# Second names ending with -OB



## panagiotis

I 've noticed that most of the russian second names end with -OB or -EB. I've also noticed that people sometimes pronounce it as "ov / ev" and sometimes as "of / ef". 

I asked a friend, who told me that possibly it has to do with the origin of the speaker (ie accent of SPb is different than of Sakhalin). Even if this answer is correct (which I'm not certain about), is there any standard rule?


----------



## tolmachka

Grammar says that it is right to pronounce as of\ef. But really the russians can spell it in a different ways, depending on the origin of the speaker.


----------



## gregilez

Greetings,

Some Russian consonants are characterized as hard (literaly in Russian, звонкий 'ringing') and soft (literally in Russian, глухой 'deaf'), and form pairs reciprocating each other . There is a general tendency in Russian that a hard consonant at the end of a word, when not followed by a vowel, gets soft. Thus, Cyrillic 'Б' (Latin B) is pronounced as 'P' (Latin P), Cyrillic 'B' is pronounced as 'Ф' (Latin F), etc. When Cyrillic 'B' is followed by Cyrillic 'A' (the corresponding sound is a vowel), this "deafening" does not happen. 

BTW, the tendency is even stronger in German; for the Russian ear, Germans don't use hard consonants at all making no difference between 'b" and 'p' or 'd' and 't'.  Sometimes Russian writers distort proper Russian spelling to emulate Russian speech of a person of German origin.

Among other difficulties of speaking English, Russians have a particular difficulty in emphasizing (for them - intentional "hardening") of even hard consonants at the end of English words, so the word "had" sounds more like "hat". I suspect, Germans do the same when speaking English.

## DATA EXTRACT
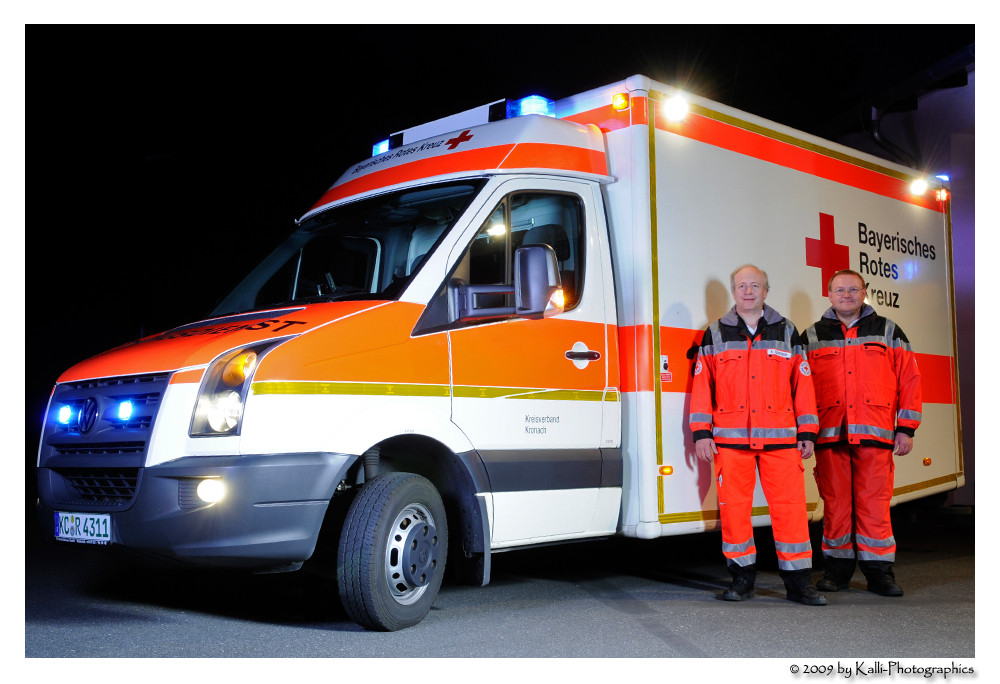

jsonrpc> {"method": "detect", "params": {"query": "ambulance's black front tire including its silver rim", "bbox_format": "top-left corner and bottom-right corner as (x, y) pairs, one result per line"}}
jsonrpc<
(337, 473), (448, 631)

## TASKS
[A] Answer these questions using the forum thread about Russian second names ending with -OB, one answer per line.
(i) According to panagiotis's friend, what might the pronunciation have to do with?
(ii) How does tolmachka say grammar considers it right to pronounce the ending?
(iii) Which English word does gregilez say Russians make sound more like "hat"?
[B] Write out word for word the part of the forum thread about Russian second names ending with -OB between "I asked a friend, who" and "of the speaker.", inclusive.
[C] Resume the forum thread about Russian second names ending with -OB from the point where it stops.

## ACTIVITY ANSWERS
[A]
(i) The origin of the speaker, since the accent of SPb is different from that of Sakhalin.
(ii) As of/ef.
(iii) "had"

[B]
I asked a friend, who told me that possibly it has to do with the origin of the speaker (ie accent of SPb is different than of Sakhalin). Even if this answer is correct (which I'm not certain about), is there any standard rule?


----------



## tolmachka

Grammar says that it is right to pronounce as of\ef. But really the russians can spell it in a different ways, depending on the origin of the speaker.

[C]
Sometimes in Russian the difference in the pronunciation of a hard and the corresponding soft consonants affects the meaning (I cannot come up with a really good example, when two words differ only in their last consonants, one being hard and the other soft, at this late time so I will give a not so good but still a valid one: the word ГРОБ pronounced as "grob" means "coffin" or "casket" in English while if pronounced as ГРОП (grop) has no meaning at all. Native Russian speakers would never pronounce it like ГРОП; that would be a sign of the German or, maybe, Baltic origin of the speaker.

Softening of consonants is very common in endings, like OV/EV in Russian last names. However, a foreign speaker of Russian will be perfectly understood if he or she pronounces Russian B (Latin V) hard, so don't worry. 

Finally, there still exists some regional variability in Russian pronunciation, but it is disappearing due to centralized radio and TV broadcasting.  Some differences are more stubborn than others but softening of the ending sounds is omnipresent.


----------



## Kolan

I will have to add that only a century ago the Russian had a different orthography which did not allow for softening of the final consonant in the most cases. However, by that time the rules were already obsolete, and the Soviet power abolished many of them, including use of letters and even a few original cyrillic letters themselves, thus simplifying the writing and bringing it closer to the  pronunciation. (It was already a second reform).

Particularly, all these masculine last names had in writing a final *ъ* (*-овъ, -евъ*) which used to represent, in fact, a reduced vowel, therefore not allowing for softening of the last consonants, very similar to a French *e* muet. This letter (*ъ*) survived the reform, but finally was left over only in a few particular positions inside words, not longer at the end, and became the least used, but still necessary letter of the Russian alphabet.


----------



## tkekte

Why do you say "hard" and "soft" instead of "voiced" and "voiceless"... ? In Russian (similar to many European languages, but different from English), at the end of a word, a voiced consonant becomes devoiced unless it's a sonorant (n m l r).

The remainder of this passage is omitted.